--- start of Selected passage ---

Generalized ensemble and grand canonical ensemble

We can dial back to the derivation of canonical ensemble from micro canonical ensemble. We follow the logical structure below.

1. We start by consider the system and the reservoir as a composite system. And we assume this composite system is isolated from the rest of the world. So we can use the micro canonical ensemble to describe this composite system.

2. We consider the two sub-systems can exchange an extensive quantity, energy, between the system we are interested in and the reservoir that is in contact with our system. When the extensive quantity, energy, is exchanged within the system and the reservoir, the total extensive quantity is conserved because the composite system is assumed to be isolated. This allows us to write down the expectation value of any observable defined on the system to be restricted by the conservation of the extensive quantity, energy. We should consider the microscopic configuration of the system and the reservoir.

3. We convert the phase space of the reservoir that is restricted by the conservation of energy to the expression of entropy of the reservoir using the Boltzmann’s postulate. With this trick, we get rid of the integration over the microscopic configurations of the reservoir.

4. By definition, the reservoir is huge comparing with the system such that the intensive variable, temperature, can be considered to be fixed. Because of that, we can expand the exponent, which is the entropy of the reservoir, as a function of the extensive quantity, energy, near the total energy using the ratio of the extensive quantity between the system and the reservoir as the small parameter.

5. Then, we got the probability of the microscopic configuration \(\xi_s\) is proportional with the exponential function. The argument of the exponential function is related to the first derivative of the entropy of the reservoir with respect to the extensive quantity and the corresponding extensive quantity, energy, for the microscopic configuration \(\xi_s\). This is the Boltzmann factor. The derivative is related to a fix quantity, temperature.

6. So we can argue the probability of the microscopic configurations is proportional with Boltzmann factor and the rest of the calculation just follows.

At this point, we found we can generalize this procedure easily by substitute the extensive quantity, energy, by any possible extensive quantity \(X_i\). The reservoir can be defined to be a reservoir such that the corresponding first derivative of the entropy of the reservoir with respect to the extensive quantity \(X_i\) to be fixed. Just like the temperature in the canonical ensemble. Then we can run through identical arguments we used in canonical ensemble to derive the corresponding ensemble theory. This is the idea of the generalized ensemble.

--- end of Selected passage ---

» Set problem A
Can you transcribe the passage on generalized ensembles, starting with "We can dial" and going on through "this composite system."?

--- start of Materials provided ---

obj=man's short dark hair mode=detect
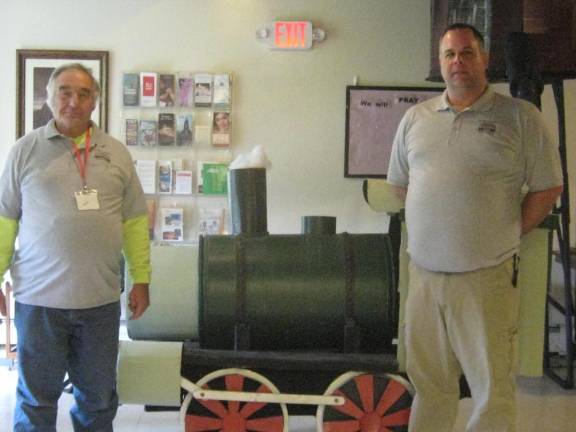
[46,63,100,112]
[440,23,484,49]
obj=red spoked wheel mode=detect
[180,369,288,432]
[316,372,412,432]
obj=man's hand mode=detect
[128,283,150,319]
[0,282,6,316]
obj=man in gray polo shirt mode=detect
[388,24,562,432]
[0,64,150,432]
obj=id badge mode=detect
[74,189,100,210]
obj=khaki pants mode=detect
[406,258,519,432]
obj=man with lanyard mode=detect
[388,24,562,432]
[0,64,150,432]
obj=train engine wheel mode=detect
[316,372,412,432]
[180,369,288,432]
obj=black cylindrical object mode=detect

--- end of Materials provided ---

» Set problem B
Could you rewrite the rows from the line with "obj=man with lanyard mode=detect" through the end of the rows, keeping each request line and adding 33 to every bounding-box coordinate?

» Full solution A
We can dial back to the derivation of canonical ensemble from micro canonical ensemble. We follow the logical structure below.

1. We start by consider the system and the reservoir as a composite system. And we assume this composite system is isolated from the rest of the world. So we can use the micro canonical ensemble to describe this composite system.

» Full solution B
obj=man with lanyard mode=detect
[421,57,595,465]
[33,97,183,465]
obj=train engine wheel mode=detect
[349,405,445,465]
[213,402,321,465]
obj=black cylindrical object mode=detect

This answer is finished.